**Text section:**
My wife don't like our MTD gas string trimmer because she can never get it started.  I can't get it started either, 90% of the time.  I have to take the recoil off it and spin the engine with a drill with a socket chucked in it to get it started.  Then put it back together and it will start with the recoil starter but it has to be run with the choke fully on for the first five minutes to keep it running.  It's been a hard starter since it was new and the carb is non-adjustable.  It runs too lean, I suppose to meet EPA standards.

Well, my wife was at Farm & Fleet the other day and came home with a cordless string trimmer.  I had never even looked at one because I figured a cordless trimmer would be a toy and not have much power.  Wrong.  I used it today, for the first time, to trim some long grass around the shop and wood pile.  I was surprised to find out it has as much (or more) power as the gas one.  I used it for 30 minutes or so and it never did show any signs of the battery going dead or getting discharged.

**Exercise set:**
**a.** In the string trimmer text, how long did the writer use the cordless trimmer without the battery showing signs of going dead?
**b.** Please transcribe the string trimmer text between "My wife don't" and "meet EPA standards.", inclusive.

(Photo object pointing records)
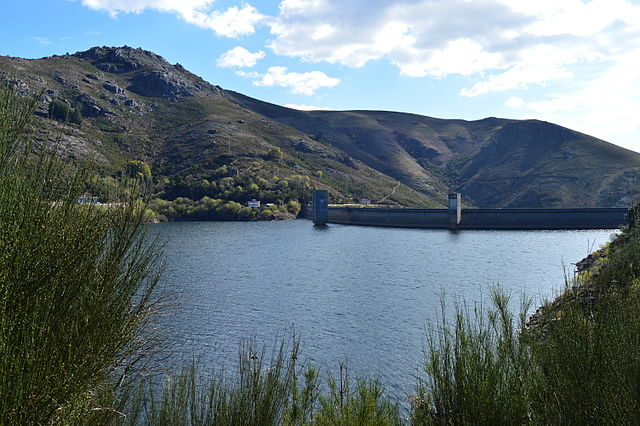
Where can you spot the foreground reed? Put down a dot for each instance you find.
(75, 285)
(578, 364)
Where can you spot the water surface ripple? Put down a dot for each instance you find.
(363, 295)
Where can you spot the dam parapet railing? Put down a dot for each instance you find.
(456, 217)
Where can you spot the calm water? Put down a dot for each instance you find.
(362, 295)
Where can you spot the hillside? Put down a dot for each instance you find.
(135, 105)
(493, 162)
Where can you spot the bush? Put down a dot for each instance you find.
(275, 154)
(75, 286)
(138, 169)
(59, 110)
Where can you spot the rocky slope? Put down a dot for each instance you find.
(135, 105)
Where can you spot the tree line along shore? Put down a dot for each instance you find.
(77, 293)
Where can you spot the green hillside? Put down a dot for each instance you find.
(135, 106)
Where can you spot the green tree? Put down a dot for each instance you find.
(75, 285)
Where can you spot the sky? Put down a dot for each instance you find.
(571, 62)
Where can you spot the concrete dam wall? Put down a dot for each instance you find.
(457, 218)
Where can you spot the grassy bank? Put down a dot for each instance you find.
(76, 291)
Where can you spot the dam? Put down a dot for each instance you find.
(455, 217)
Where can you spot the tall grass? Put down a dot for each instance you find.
(267, 390)
(75, 285)
(580, 364)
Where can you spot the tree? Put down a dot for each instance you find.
(275, 154)
(58, 110)
(75, 285)
(138, 169)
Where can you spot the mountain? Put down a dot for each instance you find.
(135, 105)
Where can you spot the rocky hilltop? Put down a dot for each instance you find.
(135, 105)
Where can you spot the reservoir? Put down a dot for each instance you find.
(355, 294)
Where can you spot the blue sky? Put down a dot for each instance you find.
(570, 62)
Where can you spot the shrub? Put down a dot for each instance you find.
(58, 110)
(275, 154)
(75, 286)
(138, 169)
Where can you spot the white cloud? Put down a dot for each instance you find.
(307, 107)
(41, 40)
(233, 22)
(506, 43)
(515, 102)
(239, 57)
(300, 83)
(606, 106)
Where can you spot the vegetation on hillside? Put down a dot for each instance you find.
(76, 286)
(577, 361)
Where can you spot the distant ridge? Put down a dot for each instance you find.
(138, 106)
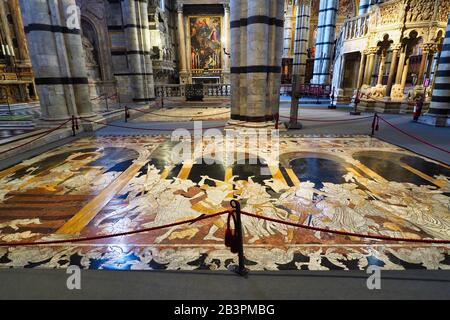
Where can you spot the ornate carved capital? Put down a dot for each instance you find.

**The solutions:**
**a.** About 30 minutes.

**b.**
My wife don't like our MTD gas string trimmer because she can never get it started.  I can't get it started either, 90% of the time.  I have to take the recoil off it and spin the engine with a drill with a socket chucked in it to get it started.  Then put it back together and it will start with the recoil starter but it has to be run with the choke fully on for the first five minutes to keep it running.  It's been a hard starter since it was new and the carb is non-adjustable.  It runs too lean, I suppose to meet EPA standards.